**TEXT EXTRACT**:

Free Solo is a 2018 American documentary film directed by Elizabeth Chai Vasarhelyi and Jimmy Chin that profiles rock climber Alex Honnold on his quest to perform a free solo climb of El Capitan in Yosemite National Park in June 2017.

The film premiered at the Telluride Film Festival on August 31, 2018, and also screened at the 2018 Toronto International Film Festival, where it won the People's Choice Award in the Documentaries category. It was released in the United States on September 28, 2018 and grossed over $28 million.

The film received acclaim from critics and numerous accolades, including winning Best Documentary Feature at the 91st Academy Awards.

Synopsis 
Climber Alex Honnold has been dreaming of free-soloing the  rock wall of El Capitan in Yosemite National Park, a feat no-one has been able to perform.  His choice of big wall climbing climbing route on El Capitan is called Freerider, which is graded at  in difficulty.  No climber has ever completed a big-wall free solo at such a grade of difficulty in rock climbing history.  Honnold, who has completed Freerider several times but with protection equipment, is a shy loner, who lives in his van with then-girlfriend Sanni McCandless. 

Alex goes climbing with Sanni, but while Sanni is feeding the rope through a grigri, she makes a mistake in which the rope is not fed through the grigri, and Alex falls. He visits a physician, where it is revealed he has a compression fracture. Alex then admits wanting to break up with Sanni. In the summer of 2016, Alex and Tommy Caldwell are climbing in Morocco in preparation for his free solo. The crew also prepares, discussing where to place cameras to best capture Alex’s climb while minimizing distractions and interference. Producer Jimmy Chin discusses the ethical dilemma of creating this documentary knowing Alex may die on camera. Alex also receives an MRI in order to understand his brain’s response to fear.

In the fall of 2016, Alex sprains his ankle while climbing the "Freeblast Slab" on El Capitan with equipment. Although his foot is swollen, Alex continues to climb in fear of his schedule being delayed. During Halloween, Alex and Sanni visit Tommy and his wife and children for carving pumpkins. This prompts Alex to describe his upbringing: the word “love” was not used in his household, as his father lacked the ability to form emotional bonds. Alex and Tommy eventually rappel down El Capitan, and Alex outlines his route, discussing the areas about which he is apprehensive: one section offers him two alternative pathways he calls "The Teflon Corner", a right-angled section with a smooth slippery surface, or "The Boulder Problem", a particularly intricate piece of the rock wall that he must finish either with a jump or a wide "karate kick" stance. Both the crew and Sanni suggest abandoning the plan, and Alex admits that he does not want his friends to see him die if he falls while free soloing; he finds out about the death of Ueli Steck, and reflects on his own risk-taking. In a trial run, Alex climbs El Capitan with equipment but stops after The Freeblast Slab. Jimmy as a result grows apprehensive of filming Alex, fearful it will put unnecessary pressure on him.

On June 3, 2017, Alex begins his free solo climb of El Capitan; Sanni leaves and expresses her apprehensions. As Alex is climbing, the crew narrates his progress, and watches nervously as Alex completes The Boulder Problem; one cameraman turns away. Alex continues with his climb, and completes the free solo, and celebrates at the top with Jimmy and Sanni over a phone call.

**MATERIAL FOR THIS EXERCISE**:
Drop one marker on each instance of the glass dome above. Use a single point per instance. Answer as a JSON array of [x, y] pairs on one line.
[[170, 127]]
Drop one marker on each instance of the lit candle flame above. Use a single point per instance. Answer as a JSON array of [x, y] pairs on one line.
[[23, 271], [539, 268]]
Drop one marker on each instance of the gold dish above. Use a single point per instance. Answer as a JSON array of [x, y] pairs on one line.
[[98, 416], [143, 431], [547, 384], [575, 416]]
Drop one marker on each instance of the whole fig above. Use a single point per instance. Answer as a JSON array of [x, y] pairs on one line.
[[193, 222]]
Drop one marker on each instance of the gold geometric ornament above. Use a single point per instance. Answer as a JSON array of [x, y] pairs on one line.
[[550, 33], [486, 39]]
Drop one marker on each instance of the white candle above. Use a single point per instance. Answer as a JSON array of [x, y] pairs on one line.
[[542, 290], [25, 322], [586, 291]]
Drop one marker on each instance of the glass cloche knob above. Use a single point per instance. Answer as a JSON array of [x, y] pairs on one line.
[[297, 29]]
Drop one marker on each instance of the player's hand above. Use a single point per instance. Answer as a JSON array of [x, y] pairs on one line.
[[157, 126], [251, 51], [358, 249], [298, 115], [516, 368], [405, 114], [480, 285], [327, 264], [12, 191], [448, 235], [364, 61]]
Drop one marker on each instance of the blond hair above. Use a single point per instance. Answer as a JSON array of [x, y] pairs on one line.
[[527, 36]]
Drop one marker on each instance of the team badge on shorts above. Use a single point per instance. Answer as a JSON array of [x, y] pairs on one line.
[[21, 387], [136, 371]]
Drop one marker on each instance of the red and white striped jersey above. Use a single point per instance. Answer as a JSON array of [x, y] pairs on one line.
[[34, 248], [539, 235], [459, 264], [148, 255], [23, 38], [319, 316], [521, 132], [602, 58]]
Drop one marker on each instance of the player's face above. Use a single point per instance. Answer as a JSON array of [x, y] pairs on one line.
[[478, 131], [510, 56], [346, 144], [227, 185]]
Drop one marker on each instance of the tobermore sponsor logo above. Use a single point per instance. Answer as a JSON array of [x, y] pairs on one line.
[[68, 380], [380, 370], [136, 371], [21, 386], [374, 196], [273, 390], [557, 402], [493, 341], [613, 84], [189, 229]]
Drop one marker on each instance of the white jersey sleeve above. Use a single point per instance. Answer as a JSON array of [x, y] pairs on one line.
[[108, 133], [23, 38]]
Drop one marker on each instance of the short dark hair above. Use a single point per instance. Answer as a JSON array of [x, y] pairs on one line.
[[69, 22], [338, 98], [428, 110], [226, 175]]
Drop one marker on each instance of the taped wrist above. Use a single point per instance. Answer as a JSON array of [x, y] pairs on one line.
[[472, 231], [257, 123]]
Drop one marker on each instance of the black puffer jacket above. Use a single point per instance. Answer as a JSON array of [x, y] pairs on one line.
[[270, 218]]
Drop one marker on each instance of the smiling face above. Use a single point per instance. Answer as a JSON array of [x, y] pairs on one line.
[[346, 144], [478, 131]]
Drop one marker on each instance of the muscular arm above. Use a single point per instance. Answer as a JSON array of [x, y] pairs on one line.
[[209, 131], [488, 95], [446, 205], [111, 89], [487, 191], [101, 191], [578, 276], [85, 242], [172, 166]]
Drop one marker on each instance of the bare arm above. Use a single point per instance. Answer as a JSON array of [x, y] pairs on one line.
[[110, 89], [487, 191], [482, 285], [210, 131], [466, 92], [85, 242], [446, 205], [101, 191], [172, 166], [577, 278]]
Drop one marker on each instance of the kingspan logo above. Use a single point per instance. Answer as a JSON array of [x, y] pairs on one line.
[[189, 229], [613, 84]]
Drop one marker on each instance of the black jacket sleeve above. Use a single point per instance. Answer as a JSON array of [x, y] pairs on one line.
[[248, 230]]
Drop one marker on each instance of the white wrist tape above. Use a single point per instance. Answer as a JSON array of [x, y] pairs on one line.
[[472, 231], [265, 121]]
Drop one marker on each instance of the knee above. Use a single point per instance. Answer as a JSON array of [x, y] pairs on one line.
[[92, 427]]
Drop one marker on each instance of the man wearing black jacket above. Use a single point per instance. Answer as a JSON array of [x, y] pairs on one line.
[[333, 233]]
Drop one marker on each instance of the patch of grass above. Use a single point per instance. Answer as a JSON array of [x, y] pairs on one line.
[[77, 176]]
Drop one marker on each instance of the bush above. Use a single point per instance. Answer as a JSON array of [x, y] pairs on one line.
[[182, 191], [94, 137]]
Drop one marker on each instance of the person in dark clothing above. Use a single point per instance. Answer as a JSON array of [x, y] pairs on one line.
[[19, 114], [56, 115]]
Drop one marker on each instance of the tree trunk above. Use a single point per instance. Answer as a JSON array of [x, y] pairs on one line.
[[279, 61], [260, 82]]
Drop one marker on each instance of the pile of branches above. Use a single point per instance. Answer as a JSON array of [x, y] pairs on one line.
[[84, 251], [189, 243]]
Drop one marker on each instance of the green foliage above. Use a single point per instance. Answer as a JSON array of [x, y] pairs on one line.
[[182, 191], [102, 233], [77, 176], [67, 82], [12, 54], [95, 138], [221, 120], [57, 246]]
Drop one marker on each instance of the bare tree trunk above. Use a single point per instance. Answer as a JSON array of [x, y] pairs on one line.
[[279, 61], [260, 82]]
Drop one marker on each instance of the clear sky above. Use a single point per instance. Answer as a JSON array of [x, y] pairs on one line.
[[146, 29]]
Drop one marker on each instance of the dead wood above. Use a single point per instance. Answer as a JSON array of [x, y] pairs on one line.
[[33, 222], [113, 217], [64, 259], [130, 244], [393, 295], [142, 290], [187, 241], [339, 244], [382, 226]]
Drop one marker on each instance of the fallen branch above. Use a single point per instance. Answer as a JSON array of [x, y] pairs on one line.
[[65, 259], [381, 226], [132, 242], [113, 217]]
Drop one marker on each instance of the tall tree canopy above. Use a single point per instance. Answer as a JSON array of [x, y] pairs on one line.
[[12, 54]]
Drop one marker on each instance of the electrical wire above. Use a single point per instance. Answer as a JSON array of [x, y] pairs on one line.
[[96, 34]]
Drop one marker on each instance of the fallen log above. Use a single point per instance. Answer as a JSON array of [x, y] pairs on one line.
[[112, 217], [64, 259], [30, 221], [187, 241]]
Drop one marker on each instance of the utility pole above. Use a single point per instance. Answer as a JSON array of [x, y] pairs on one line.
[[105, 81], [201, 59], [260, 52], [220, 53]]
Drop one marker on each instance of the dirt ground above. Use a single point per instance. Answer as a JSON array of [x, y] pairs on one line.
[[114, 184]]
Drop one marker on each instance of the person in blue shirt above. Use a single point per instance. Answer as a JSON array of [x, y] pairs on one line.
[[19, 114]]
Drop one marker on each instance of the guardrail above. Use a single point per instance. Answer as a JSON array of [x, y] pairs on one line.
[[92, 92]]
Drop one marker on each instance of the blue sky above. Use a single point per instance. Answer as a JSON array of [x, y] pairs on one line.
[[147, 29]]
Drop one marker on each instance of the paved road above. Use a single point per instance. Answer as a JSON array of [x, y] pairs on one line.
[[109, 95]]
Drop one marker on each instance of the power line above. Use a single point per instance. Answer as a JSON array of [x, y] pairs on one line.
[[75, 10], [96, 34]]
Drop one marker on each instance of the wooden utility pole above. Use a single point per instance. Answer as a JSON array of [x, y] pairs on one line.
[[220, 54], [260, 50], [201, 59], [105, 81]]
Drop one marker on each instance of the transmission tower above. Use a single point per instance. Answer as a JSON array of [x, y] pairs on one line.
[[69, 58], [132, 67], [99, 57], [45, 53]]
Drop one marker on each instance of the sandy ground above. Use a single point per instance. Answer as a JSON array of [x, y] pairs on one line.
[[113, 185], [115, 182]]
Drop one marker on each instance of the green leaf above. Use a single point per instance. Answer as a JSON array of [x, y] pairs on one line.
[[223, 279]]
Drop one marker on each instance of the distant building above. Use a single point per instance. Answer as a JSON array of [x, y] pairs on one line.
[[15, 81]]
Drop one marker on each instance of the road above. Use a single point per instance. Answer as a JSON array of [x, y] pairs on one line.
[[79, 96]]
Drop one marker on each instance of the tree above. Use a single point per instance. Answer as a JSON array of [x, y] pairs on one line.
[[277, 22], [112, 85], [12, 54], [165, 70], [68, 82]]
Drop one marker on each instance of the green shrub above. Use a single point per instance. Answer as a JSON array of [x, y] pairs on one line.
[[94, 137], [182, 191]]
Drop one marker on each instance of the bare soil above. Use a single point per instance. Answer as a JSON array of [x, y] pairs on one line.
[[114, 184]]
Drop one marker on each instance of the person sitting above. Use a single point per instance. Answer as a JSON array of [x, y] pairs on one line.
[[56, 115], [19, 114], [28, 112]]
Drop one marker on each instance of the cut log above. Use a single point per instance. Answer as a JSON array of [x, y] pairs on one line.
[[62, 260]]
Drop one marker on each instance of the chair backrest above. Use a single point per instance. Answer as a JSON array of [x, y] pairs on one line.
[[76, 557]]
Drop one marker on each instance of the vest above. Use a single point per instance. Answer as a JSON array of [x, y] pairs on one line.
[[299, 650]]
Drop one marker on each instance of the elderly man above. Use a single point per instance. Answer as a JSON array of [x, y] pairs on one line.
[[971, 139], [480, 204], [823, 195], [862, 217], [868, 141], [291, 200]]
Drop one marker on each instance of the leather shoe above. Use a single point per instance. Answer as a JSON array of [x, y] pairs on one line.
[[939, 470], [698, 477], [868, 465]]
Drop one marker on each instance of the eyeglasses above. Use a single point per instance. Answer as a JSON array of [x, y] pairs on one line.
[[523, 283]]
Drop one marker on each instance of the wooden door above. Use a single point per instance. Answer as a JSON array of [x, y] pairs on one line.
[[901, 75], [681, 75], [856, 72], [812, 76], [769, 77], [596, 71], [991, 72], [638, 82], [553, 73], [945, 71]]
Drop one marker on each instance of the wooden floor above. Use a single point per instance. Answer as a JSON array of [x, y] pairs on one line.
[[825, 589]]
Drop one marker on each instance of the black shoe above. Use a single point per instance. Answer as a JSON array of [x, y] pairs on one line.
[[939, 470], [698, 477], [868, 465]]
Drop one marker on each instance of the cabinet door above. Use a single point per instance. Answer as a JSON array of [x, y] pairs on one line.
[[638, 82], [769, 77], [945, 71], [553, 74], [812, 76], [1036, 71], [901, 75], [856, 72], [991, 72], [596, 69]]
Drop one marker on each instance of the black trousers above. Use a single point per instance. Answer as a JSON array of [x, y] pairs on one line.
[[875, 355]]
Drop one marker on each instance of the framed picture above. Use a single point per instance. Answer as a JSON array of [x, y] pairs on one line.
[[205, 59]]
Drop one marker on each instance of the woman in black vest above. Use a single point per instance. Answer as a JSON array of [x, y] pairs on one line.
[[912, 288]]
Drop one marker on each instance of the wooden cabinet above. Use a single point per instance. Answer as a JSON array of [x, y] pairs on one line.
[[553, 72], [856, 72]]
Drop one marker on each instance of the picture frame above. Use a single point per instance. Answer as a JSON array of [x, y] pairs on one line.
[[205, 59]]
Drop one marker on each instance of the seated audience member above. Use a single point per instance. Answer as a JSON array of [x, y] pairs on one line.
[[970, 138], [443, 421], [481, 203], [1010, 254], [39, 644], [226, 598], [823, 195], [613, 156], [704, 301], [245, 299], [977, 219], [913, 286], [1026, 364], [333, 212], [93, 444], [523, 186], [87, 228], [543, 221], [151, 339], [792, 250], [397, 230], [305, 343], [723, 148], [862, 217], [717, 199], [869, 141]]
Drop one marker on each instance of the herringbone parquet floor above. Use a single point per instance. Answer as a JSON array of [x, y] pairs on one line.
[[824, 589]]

**PROBLEMS TO SOLVE**:
[1] Render this sentence from the text on the documentary Free Solo into Spanish: "The film received acclaim from critics and numerous accolades, including winning Best Documentary Feature at the 91st Academy Awards."
[2] Pick out each line of the records containing the word "dark" and copy those lines.

**SOLUTIONS TO EACH TASK**:
[1] La película recibió elogios de la crítica y numerosos reconocimientos, incluido el premio a Mejor Largometraje Documental en la 91.ª ceremonia de los Premios de la Academia.

[2]
Drop one marker on each instance of the short dark hair above. Use a single point per instance. Answer as a JSON array of [x, y] pairs on one line.
Drop one marker on each instance of the person in dark clothing above. Use a single point per instance. Answer as a JSON array of [x, y] pairs on one line.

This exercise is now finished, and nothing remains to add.